**Dokumentauszug**
• • • • • • •
Die Sache wird zur anderweiten Verhandlung und Entscheidung, auch über die Kosten des Revisionsverfahrens, an den 7. Zivilsenat des Oberlandesgerichts München zurückverwiesen.
Von Rechts wegen

Tatbestand:


Die Klägerin nimmt den Beklagten auf Schadensersatz in Höhe von (noch) 128.900,00 DM in Anspruch, weil der Beklagte ihr Deckscheine für zwei Stuten nicht herausgegeben hat.
Die Parteien, die seinerzeit beide Araberpferde züchteten, hatten 1986 eine Deckgemeinschaft vereinbart und den Araberhengst A. gepachtet. Die
Klägerin ließ ihre Stuten von dem bei dem Beklagten untergestellten Hengst decken. Der Beklagte erstellte die zum Abstammungsnachweis bei Pferden erforderlichen Deckscheine, händigte sie jedoch der Klägerin nicht aus.
Da die Klägerin später in Zahlungsschwierigkeiten geriet, wurden die Pferde As. und R., die von den von A. gedeckten Stuten Ra. und Rah. abstammten, von einem Gläubiger der Klägerin gepfändet und zur Versteigerung gebracht. Die Klägerin behauptet, die Pferde hätten nur wegen der fehlenden Deckscheine lediglich 3.100,00 DM (As.) und 3.000,00 DM (R.) erbracht. Der tatsächliche Wert der Tiere als Zuchtpferde habe 50.000,00 DM (As.) und 85.000,00 DM (R.) betragen.
• • • • • • •
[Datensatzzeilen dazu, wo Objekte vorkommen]

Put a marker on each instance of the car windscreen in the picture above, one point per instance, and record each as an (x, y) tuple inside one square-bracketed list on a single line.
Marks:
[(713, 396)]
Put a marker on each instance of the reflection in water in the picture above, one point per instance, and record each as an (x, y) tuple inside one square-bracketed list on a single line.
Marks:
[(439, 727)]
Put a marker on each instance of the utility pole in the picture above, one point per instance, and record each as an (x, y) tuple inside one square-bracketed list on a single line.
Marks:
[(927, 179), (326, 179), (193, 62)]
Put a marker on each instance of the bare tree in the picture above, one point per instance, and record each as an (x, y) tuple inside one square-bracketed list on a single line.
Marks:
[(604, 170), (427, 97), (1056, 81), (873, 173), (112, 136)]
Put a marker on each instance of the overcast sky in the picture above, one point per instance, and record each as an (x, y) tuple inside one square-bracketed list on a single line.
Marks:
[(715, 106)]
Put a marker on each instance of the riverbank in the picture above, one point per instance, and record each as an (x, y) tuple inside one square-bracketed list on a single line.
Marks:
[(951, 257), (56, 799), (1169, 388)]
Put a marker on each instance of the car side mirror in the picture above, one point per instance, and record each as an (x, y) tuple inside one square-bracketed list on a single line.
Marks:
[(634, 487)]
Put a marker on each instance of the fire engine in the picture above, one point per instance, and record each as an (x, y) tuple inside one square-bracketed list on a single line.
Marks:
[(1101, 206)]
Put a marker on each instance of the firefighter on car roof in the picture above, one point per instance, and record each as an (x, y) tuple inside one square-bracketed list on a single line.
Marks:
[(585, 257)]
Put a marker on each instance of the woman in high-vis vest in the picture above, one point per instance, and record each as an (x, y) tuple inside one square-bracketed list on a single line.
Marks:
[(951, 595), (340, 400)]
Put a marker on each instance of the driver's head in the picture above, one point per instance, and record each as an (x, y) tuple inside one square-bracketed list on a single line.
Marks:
• • • • • • •
**Ihre Aufgabe**
Prüfen Sie, ob die folgenden Aussagen mit dem Urteilsauszug übereinstimmen, und antworten Sie jeweils mit Ja oder Nein samt den entscheidenden Worten des Textes als wörtliches Zitat. (a) Die Parteien hatten 1986 eine Deckgemeinschaft vereinbart. (b) Der Beklagte hat der Klägerin die Deckscheine ausgehändigt. (c) Das Pferd R. erbrachte bei der Versteigerung 3.100,00 DM. Das Material stammt aus einer anderen Quelle als der Urteilsauszug.

**Lösung der Aufgabe**
(a) Ja: „hatten 1986 eine Deckgemeinschaft vereinbart“
(b) Nein: „händigte sie jedoch der Klägerin nicht aus“
(c) Nein: „3.000,00 DM (R.)“